[Object point labels]
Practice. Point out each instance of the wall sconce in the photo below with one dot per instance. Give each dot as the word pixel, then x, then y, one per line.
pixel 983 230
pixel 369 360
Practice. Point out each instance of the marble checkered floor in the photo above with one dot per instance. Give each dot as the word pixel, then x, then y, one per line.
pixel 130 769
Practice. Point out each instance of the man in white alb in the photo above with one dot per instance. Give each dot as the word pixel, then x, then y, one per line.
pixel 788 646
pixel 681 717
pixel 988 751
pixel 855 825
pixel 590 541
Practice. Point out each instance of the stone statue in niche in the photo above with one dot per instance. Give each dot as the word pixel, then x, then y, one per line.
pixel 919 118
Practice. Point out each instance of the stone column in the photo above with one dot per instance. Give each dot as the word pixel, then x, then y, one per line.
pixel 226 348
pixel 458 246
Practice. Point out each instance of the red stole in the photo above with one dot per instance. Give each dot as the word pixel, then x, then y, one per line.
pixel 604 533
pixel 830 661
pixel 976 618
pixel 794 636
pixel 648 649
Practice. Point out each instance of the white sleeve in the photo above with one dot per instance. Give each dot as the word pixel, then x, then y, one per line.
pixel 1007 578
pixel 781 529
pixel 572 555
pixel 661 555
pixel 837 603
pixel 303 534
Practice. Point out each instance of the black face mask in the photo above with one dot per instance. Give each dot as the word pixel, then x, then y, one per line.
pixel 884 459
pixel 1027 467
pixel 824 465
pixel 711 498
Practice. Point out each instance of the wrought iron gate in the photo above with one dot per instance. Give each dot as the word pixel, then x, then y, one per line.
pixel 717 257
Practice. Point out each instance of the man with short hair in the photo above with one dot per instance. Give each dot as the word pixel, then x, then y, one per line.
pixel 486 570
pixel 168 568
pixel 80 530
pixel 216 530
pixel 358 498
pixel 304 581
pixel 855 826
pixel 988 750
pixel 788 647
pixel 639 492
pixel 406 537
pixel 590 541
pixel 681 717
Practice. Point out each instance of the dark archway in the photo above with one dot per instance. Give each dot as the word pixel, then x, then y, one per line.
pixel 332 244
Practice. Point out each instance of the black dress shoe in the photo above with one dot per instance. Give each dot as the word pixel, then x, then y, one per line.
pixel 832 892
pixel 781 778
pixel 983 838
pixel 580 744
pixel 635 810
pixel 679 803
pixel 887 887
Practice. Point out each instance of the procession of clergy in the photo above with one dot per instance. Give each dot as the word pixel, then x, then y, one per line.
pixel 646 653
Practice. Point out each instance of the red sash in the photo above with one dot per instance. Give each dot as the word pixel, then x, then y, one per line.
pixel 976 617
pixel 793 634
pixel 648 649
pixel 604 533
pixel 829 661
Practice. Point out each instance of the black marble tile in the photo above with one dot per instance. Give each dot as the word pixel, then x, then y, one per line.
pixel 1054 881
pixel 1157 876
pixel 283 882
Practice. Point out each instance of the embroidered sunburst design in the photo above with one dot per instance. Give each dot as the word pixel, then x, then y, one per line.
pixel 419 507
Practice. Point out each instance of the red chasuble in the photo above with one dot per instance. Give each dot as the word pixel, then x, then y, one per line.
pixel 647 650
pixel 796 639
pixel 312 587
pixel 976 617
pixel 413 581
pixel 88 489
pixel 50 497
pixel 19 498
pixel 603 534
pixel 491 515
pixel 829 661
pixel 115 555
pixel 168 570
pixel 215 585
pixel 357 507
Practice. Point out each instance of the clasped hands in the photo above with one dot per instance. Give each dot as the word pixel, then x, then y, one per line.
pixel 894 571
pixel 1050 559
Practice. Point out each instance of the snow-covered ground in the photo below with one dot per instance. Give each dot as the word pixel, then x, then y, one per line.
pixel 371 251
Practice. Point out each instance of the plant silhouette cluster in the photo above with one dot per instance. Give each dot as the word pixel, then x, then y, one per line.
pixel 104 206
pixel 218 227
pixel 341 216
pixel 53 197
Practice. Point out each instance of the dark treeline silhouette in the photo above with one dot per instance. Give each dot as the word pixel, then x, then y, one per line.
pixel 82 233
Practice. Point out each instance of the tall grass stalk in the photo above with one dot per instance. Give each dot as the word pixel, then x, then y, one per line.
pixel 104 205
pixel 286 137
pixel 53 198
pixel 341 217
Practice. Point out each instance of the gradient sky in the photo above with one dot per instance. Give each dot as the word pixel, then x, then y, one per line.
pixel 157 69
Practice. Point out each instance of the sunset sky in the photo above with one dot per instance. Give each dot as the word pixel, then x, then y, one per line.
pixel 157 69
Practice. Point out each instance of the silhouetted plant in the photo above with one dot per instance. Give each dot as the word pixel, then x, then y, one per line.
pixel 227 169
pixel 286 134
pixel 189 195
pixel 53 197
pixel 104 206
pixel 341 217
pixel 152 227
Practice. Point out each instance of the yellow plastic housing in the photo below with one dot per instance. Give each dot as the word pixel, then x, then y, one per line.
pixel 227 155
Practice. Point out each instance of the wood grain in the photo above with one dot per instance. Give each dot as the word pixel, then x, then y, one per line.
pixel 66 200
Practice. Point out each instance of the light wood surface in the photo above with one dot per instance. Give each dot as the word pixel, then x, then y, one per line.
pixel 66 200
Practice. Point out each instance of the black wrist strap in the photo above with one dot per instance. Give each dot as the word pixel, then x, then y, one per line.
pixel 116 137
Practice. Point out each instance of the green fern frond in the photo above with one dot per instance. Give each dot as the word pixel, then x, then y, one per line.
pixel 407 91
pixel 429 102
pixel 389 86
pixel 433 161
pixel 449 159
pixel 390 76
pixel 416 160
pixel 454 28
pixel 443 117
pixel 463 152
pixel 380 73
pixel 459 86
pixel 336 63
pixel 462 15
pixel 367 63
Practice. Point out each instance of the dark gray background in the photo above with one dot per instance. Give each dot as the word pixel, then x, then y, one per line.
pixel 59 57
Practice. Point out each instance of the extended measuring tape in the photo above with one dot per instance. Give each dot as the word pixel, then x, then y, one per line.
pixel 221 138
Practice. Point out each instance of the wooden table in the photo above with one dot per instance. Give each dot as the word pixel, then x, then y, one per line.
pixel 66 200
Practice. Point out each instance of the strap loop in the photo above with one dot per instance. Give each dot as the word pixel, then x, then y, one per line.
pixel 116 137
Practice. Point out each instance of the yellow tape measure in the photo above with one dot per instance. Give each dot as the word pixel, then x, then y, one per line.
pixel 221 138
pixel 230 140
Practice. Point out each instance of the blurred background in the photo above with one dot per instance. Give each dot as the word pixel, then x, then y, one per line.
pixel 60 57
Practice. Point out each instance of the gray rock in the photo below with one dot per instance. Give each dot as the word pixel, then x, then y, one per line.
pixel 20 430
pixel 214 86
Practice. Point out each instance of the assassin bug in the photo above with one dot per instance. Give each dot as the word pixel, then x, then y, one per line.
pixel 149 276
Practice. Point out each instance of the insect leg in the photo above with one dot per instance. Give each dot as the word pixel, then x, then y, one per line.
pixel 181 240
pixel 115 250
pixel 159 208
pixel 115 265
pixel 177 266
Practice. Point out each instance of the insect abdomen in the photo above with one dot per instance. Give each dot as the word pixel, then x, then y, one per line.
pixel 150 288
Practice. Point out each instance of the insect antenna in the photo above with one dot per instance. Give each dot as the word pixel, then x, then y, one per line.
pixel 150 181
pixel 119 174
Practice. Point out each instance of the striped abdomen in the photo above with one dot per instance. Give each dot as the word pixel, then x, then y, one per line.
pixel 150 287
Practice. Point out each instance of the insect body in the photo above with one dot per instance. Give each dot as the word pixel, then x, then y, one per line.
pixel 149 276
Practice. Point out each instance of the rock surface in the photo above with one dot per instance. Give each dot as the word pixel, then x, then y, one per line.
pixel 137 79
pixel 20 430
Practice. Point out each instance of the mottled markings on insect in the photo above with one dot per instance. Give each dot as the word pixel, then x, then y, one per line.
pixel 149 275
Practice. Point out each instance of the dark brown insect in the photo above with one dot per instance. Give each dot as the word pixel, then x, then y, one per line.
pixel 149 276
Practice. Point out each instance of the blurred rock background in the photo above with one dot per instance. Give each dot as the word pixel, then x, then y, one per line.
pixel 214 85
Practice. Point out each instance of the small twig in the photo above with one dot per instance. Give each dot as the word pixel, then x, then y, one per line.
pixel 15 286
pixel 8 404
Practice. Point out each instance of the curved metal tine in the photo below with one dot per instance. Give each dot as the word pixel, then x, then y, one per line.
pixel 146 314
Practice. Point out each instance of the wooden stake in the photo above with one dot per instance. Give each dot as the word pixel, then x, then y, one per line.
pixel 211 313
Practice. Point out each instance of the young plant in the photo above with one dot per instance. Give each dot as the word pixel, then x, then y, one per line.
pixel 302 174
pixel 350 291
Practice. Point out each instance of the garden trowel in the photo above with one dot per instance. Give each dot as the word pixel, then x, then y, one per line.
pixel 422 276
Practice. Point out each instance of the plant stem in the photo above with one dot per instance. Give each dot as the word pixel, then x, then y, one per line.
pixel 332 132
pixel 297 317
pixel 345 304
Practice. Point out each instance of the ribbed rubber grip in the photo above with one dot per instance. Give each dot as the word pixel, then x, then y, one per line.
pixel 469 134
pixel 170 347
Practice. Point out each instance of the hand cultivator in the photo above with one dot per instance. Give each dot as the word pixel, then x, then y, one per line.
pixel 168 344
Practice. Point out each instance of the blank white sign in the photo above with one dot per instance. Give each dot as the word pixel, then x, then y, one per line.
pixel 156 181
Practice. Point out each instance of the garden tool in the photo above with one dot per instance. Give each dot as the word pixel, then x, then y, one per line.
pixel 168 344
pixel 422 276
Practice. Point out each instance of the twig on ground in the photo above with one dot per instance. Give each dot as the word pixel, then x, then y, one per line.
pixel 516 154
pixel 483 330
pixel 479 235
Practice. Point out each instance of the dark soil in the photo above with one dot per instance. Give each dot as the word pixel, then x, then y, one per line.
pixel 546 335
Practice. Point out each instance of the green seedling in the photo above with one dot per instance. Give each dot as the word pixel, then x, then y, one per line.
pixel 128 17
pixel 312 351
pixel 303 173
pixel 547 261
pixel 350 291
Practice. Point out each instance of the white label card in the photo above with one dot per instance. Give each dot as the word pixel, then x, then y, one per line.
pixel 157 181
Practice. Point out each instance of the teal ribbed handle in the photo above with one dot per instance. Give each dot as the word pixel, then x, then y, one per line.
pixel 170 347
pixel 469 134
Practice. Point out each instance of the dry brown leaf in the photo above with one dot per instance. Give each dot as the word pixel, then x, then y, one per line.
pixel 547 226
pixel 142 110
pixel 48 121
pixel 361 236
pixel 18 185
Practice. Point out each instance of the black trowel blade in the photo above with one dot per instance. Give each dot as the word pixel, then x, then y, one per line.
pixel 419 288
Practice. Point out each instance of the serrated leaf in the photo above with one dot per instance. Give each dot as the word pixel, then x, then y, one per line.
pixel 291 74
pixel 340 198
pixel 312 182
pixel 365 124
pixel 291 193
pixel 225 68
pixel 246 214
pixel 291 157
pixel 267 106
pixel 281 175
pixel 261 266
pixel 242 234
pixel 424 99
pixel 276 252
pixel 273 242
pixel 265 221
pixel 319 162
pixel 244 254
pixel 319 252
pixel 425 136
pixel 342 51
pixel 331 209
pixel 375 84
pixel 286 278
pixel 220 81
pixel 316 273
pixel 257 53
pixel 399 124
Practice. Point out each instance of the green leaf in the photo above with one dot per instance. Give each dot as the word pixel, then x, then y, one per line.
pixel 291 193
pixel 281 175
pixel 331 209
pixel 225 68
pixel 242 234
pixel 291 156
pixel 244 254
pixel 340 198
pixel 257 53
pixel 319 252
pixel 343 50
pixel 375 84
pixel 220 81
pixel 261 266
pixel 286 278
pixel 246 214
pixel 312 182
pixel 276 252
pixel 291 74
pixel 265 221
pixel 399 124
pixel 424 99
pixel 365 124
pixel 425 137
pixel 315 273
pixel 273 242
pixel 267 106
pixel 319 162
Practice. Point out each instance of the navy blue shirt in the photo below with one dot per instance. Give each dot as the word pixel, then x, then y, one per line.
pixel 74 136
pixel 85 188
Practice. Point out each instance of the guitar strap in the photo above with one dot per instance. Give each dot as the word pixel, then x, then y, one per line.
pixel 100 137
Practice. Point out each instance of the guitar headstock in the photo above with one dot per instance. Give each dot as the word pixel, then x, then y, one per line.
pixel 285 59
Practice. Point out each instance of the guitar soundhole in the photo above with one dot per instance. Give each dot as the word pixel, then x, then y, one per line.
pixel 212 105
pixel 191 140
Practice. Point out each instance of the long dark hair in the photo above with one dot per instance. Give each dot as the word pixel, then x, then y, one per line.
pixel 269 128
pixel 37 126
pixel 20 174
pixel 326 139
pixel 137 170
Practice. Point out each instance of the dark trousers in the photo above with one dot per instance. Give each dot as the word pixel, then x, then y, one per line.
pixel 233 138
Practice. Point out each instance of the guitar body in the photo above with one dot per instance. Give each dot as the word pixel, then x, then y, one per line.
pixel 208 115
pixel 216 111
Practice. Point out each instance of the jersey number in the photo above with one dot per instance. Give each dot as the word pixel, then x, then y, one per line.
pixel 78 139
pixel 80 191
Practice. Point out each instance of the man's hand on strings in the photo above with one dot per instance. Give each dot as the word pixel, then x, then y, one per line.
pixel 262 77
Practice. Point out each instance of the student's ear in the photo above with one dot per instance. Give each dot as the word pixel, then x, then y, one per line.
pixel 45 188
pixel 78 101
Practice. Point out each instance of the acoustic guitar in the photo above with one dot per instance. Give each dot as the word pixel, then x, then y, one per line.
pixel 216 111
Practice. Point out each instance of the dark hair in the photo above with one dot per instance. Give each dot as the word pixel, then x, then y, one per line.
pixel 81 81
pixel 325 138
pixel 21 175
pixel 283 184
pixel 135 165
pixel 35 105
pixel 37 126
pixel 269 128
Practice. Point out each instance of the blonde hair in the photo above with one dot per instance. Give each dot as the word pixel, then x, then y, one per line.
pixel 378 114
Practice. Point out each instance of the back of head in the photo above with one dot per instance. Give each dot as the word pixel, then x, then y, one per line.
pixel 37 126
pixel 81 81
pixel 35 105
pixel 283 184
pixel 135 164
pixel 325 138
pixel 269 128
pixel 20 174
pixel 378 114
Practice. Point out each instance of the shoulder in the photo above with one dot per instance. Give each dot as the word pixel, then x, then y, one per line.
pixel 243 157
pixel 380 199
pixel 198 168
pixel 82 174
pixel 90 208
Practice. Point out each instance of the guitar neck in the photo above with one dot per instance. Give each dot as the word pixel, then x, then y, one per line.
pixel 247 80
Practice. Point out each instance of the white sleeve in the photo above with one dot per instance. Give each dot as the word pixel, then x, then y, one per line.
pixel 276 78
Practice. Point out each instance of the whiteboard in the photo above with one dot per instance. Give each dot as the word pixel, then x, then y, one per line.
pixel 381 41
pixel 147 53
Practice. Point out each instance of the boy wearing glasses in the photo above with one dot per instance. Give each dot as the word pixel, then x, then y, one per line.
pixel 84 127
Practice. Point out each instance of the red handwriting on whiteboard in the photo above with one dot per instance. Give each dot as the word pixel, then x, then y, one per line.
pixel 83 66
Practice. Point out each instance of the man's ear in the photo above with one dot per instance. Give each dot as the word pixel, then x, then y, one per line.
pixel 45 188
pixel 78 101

# THE PROBLEM
Please rewrite the part of the material that runs from its start through the line containing "pixel 717 257", with every "Point out" changed to "Mark" and nothing else altered.

# WORKED SOLUTION
Practice. Mark each instance of the wall sconce in the photo below with one dot per instance. Give each dot as the word pixel, then x, then y, one per line.
pixel 983 230
pixel 369 360
Practice. Mark each instance of the marble checkered floor in the photo above with one dot per instance. Give each dot as the word pixel, then x, then y, one per line.
pixel 130 769
Practice. Mark each instance of the man in white alb in the photo above with one dot per instance. Give each dot as the word pixel, then x, then y, one per line.
pixel 788 646
pixel 681 717
pixel 988 751
pixel 855 825
pixel 590 541
Practice. Mark each instance of the stone statue in niche in the photo above with one dot per instance. Give each dot as the word pixel, then x, then y, one per line.
pixel 919 118
Practice. Mark each instance of the stone column in the photo above with one dot per instance. Give each dot as the word pixel, then x, then y, one per line.
pixel 226 348
pixel 458 246
Practice. Mark each instance of the red stole in the photo above with one dot per instance. Give each dot as the word pixel, then x, then y, one per line.
pixel 604 533
pixel 830 661
pixel 976 618
pixel 794 636
pixel 648 649
Practice. Mark each instance of the white sleeve in the photo above with one dot per instance. Give each dot as the word pixel, then x, then y, one per line.
pixel 1007 578
pixel 781 529
pixel 572 555
pixel 661 555
pixel 837 603
pixel 303 534
Practice. Mark each instance of the black face mask in the photo above with one dot per instance. Give each dot as the word pixel, then x, then y, one per line.
pixel 884 459
pixel 1027 467
pixel 824 465
pixel 711 498
Practice. Mark each instance of the wrought iron gate in the photo above with one dot per instance. Give each dot as the word pixel, then x, then y, one per line.
pixel 717 257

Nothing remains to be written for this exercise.